Start of Extract to read

Following injury or disease, an organism undergoes a variety of (natural or induced) processes to direct cells, tissues and cellular processes towards healing and eventually regeneration. These processes generally involve growth factors (GFs), substances that control cell function through the activation of specific signalling pathways and that are capable of stimulating cellular growth, proliferation, and cellular differentiation.
rhBMP-2 is a powerful growth factor that is essential in tissue morphogenesis and is utilised to promote bone growth in trauma, spine and maxillofacial clinical applications. Current clinical delivery has however encountered serious complications associated with the high doses used.
The technology is based on synthetic materials that allow the simultaneous and co-localised signalling between growth factor receptors and integrins. These polymeric materials organise fibronectin (FN), an important protein of the extracellular matrix, and sequester rhBMP-2 in synergy with the integrin binding region to direct stem cell differentiation in vitro.
In vitro testing and animal models have demonstrated that this new technology enhances bone regeneration and vascularisation with much lower and safer rhBMP-2 doses (< 5 mg/cm3). Results are comparable to the higher doses used currently in the clinic (~ 1.5 mg/cm3), which makes the technology robust in terms of safety, effectiveness and economically competitive to current commercially available products.
Current commercial uses of rhBMP-2 growth factor can be complicated, adsorbed in collagen sponges or other materials at high doses. The GF Synergy technology has been developed with these challenges in mind for easy integration into medical devices and implants manufacturing. The base materials can be manufactured in the form of biocompatible implantable constructs and orthobiology products. For regeneration applications the materials can be coated on bioabsorbable materials already commonly used in medical devices.

End of Extract to read

### Task prompt
Reproduce the growth factor text from "rhBMP-2 is a" up to and including "differentiation in vitro.". The listing has no connection to the text on growth factor technology.

Start of Listed entries

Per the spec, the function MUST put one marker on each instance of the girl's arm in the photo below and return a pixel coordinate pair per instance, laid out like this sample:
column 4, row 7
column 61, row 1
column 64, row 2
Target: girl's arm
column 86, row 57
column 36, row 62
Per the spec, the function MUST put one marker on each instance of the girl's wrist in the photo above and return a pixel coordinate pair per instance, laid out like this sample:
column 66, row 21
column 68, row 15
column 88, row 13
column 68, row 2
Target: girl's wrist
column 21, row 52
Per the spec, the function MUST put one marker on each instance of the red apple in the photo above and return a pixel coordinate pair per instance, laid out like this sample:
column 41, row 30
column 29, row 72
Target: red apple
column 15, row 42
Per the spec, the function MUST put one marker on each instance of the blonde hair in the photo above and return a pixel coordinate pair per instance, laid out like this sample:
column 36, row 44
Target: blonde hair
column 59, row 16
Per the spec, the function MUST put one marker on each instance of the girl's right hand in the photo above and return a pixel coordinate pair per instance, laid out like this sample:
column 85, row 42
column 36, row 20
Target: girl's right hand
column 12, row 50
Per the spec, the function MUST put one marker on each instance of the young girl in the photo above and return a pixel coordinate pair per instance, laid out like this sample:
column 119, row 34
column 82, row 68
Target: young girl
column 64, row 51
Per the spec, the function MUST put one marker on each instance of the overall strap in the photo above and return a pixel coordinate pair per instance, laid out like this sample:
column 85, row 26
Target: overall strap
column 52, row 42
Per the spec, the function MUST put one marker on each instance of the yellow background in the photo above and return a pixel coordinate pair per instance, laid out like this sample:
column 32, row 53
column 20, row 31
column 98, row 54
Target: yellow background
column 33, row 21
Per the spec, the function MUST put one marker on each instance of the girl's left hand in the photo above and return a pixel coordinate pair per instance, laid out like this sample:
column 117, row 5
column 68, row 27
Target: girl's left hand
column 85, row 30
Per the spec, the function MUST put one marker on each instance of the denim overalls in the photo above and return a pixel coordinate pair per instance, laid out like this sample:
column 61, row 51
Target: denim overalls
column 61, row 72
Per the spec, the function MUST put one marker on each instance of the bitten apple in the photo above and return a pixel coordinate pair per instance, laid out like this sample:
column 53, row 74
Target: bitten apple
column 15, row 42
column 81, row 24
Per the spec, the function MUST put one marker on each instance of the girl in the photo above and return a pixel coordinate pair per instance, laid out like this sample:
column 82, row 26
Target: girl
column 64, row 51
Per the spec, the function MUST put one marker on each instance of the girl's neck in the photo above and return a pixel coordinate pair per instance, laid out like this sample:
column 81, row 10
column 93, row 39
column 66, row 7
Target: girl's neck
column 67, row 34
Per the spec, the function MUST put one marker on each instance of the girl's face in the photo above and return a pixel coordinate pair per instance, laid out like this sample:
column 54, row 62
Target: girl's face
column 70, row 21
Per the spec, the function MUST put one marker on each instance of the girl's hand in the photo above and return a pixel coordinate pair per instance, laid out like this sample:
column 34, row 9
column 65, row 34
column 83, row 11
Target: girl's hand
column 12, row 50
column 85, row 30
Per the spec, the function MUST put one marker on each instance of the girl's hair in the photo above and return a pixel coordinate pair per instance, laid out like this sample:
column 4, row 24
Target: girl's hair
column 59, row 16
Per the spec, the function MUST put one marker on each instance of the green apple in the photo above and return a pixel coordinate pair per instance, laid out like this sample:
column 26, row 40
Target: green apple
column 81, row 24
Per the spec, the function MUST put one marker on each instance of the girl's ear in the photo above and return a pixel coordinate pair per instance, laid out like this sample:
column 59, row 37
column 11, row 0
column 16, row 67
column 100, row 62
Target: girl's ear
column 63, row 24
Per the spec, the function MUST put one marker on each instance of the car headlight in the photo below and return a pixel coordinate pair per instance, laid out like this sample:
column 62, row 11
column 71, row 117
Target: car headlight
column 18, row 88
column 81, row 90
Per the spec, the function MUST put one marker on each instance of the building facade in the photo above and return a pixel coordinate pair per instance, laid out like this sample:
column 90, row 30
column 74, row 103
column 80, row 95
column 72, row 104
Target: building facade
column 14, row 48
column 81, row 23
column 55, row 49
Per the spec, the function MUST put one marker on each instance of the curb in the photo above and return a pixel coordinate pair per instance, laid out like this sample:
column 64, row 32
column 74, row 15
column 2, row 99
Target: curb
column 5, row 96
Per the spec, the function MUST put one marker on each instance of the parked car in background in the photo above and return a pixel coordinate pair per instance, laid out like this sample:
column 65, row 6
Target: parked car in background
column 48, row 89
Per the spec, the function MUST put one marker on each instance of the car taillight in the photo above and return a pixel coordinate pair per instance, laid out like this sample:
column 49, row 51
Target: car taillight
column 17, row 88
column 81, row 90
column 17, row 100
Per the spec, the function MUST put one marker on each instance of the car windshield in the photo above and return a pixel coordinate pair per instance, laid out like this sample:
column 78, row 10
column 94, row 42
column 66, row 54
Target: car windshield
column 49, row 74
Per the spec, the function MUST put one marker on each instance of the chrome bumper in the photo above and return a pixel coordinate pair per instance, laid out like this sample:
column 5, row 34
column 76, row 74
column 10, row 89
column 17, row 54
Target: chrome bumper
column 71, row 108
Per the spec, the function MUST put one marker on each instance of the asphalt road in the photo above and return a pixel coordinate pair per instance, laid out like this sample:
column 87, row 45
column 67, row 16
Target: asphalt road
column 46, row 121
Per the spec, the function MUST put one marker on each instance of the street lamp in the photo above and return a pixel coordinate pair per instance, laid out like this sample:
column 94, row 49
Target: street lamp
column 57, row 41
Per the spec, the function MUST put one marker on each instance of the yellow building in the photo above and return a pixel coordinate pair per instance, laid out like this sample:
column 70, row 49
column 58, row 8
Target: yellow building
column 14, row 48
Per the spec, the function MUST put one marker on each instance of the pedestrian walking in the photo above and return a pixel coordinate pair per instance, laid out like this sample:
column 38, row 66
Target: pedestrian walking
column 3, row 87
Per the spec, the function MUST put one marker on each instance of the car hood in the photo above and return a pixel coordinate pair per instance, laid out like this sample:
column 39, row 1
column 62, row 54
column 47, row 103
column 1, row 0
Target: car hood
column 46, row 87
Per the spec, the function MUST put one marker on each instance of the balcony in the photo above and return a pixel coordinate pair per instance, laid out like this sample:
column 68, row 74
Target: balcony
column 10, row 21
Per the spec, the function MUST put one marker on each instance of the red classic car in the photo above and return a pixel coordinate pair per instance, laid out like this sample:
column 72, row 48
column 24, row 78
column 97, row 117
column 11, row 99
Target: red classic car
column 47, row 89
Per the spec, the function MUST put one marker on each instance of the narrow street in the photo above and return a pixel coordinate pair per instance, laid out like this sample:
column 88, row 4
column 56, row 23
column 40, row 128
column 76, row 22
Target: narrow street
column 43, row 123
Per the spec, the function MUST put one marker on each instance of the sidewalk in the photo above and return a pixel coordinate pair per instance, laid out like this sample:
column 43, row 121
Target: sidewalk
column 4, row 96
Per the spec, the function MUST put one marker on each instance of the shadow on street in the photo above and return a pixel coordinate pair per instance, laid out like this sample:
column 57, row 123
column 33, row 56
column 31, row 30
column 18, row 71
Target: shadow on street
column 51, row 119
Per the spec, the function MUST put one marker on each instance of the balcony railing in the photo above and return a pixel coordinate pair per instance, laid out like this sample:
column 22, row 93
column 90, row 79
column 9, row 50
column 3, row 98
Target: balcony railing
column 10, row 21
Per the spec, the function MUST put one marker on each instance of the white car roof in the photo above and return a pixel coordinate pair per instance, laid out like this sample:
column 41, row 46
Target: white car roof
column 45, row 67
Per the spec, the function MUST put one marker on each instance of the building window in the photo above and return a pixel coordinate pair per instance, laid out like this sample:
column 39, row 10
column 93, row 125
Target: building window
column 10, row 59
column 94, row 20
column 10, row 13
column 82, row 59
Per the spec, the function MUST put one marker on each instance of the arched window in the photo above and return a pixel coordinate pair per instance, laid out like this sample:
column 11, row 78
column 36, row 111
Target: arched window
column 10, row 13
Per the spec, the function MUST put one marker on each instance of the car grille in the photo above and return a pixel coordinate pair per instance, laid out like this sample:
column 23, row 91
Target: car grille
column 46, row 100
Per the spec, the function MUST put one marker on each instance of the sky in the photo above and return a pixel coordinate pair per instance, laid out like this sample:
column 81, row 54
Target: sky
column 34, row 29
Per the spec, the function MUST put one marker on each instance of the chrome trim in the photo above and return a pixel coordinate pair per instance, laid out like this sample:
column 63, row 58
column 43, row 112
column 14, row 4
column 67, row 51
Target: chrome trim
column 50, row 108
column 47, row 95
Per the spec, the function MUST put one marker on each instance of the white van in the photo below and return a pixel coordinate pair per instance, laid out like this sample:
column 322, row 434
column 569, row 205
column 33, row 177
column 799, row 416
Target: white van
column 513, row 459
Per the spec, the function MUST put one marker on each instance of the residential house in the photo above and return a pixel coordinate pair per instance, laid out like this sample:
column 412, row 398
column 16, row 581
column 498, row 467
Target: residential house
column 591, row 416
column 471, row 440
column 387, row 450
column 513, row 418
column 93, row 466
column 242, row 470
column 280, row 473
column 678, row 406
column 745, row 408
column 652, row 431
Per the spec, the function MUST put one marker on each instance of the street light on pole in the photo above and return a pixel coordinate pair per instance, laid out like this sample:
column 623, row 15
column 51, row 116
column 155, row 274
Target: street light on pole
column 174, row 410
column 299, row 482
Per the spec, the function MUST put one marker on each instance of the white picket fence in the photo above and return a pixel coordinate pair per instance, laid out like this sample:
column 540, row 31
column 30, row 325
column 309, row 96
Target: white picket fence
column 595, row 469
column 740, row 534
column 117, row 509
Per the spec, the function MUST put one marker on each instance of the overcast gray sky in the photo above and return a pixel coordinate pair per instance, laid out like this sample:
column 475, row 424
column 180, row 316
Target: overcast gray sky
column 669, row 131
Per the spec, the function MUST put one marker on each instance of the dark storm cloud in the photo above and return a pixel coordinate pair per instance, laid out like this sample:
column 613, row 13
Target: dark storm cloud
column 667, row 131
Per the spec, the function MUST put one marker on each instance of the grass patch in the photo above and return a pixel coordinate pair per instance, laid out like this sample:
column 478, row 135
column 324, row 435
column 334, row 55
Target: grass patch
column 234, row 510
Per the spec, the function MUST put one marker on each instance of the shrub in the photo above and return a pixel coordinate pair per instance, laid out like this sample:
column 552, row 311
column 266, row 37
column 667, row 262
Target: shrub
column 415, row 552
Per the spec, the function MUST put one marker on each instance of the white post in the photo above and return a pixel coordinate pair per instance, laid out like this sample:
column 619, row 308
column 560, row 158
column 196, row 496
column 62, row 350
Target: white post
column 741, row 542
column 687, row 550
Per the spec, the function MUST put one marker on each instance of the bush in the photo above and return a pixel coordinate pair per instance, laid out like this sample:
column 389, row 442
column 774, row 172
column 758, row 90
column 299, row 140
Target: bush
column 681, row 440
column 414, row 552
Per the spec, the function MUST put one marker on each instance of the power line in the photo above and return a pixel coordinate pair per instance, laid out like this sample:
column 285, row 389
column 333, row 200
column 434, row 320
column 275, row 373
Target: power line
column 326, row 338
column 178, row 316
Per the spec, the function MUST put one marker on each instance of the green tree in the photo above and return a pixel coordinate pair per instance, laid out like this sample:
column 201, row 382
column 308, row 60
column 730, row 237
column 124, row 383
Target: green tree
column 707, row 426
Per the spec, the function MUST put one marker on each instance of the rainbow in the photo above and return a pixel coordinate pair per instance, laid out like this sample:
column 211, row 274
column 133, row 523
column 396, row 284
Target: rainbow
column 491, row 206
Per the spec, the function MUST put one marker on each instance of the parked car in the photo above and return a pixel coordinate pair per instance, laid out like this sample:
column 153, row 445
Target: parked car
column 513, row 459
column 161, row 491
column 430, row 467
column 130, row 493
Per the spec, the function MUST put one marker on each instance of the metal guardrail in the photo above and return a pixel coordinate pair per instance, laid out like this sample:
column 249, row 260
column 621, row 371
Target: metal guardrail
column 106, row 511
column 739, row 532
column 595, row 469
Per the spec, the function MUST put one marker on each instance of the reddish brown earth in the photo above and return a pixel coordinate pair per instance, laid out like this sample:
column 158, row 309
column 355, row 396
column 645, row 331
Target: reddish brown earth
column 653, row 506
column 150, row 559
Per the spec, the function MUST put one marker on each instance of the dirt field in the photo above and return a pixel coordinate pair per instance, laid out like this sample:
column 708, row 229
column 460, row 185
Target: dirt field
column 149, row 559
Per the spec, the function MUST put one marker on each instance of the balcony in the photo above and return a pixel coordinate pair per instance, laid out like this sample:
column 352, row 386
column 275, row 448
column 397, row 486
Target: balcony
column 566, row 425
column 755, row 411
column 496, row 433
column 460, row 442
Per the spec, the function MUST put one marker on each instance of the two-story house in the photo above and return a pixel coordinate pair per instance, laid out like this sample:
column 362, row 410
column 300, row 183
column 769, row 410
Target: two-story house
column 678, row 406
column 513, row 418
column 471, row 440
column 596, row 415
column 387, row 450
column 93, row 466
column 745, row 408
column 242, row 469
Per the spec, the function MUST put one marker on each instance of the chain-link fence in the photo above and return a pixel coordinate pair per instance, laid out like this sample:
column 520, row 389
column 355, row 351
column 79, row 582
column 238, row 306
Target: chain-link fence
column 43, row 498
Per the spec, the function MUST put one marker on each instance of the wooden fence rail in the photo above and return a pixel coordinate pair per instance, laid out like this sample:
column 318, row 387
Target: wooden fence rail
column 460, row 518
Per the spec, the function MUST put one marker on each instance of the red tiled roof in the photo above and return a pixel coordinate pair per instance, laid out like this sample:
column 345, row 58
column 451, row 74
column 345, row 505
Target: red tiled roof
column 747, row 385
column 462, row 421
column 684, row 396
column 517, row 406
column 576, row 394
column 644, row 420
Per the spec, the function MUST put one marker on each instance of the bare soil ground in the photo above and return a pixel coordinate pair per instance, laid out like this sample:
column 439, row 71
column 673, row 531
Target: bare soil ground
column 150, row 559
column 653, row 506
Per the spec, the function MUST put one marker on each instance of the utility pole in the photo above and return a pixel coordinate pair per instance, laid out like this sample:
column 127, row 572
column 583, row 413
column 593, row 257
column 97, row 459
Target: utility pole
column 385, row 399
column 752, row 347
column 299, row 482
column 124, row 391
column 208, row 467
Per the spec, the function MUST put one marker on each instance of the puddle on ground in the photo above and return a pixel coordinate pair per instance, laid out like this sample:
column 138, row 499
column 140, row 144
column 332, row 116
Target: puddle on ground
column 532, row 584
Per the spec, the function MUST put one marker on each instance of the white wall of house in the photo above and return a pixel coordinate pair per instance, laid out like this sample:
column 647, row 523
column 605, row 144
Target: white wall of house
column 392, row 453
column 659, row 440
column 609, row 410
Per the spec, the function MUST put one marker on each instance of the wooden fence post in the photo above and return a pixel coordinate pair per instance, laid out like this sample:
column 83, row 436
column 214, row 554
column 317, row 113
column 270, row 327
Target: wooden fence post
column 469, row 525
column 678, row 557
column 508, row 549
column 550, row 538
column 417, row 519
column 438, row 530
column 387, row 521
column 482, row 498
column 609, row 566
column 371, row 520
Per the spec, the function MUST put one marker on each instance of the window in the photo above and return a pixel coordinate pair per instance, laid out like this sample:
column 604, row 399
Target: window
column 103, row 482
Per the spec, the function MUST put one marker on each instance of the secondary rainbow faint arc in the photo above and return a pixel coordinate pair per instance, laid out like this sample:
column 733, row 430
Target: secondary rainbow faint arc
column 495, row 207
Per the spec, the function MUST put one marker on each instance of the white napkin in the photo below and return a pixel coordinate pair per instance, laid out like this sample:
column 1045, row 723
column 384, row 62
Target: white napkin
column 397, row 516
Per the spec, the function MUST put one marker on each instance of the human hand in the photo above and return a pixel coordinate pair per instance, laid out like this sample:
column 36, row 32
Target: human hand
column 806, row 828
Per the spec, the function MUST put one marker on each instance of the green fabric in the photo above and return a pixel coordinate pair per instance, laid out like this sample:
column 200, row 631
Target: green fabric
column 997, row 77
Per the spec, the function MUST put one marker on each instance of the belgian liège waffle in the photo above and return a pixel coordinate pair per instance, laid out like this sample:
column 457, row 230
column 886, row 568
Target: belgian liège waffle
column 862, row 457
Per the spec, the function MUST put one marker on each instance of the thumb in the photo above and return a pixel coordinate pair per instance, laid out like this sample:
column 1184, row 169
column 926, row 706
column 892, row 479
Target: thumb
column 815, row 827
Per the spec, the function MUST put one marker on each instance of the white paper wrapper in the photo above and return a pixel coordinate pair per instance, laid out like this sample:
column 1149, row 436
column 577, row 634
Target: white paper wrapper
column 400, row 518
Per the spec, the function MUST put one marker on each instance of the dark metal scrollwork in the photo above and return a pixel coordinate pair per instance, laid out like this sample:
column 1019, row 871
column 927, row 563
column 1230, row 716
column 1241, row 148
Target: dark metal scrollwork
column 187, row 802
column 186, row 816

End of Listed entries

### Result of the task
rhBMP-2 is a powerful growth factor that is essential in tissue morphogenesis and is utilised to promote bone growth in trauma, spine and maxillofacial clinical applications. Current clinical delivery has however encountered serious complications associated with the high doses used.
The technology is based on synthetic materials that allow the simultaneous and co-localised signalling between growth factor receptors and integrins. These polymeric materials organise fibronectin (FN), an important protein of the extracellular matrix, and sequester rhBMP-2 in synergy with the integrin binding region to direct stem cell differentiation in vitro.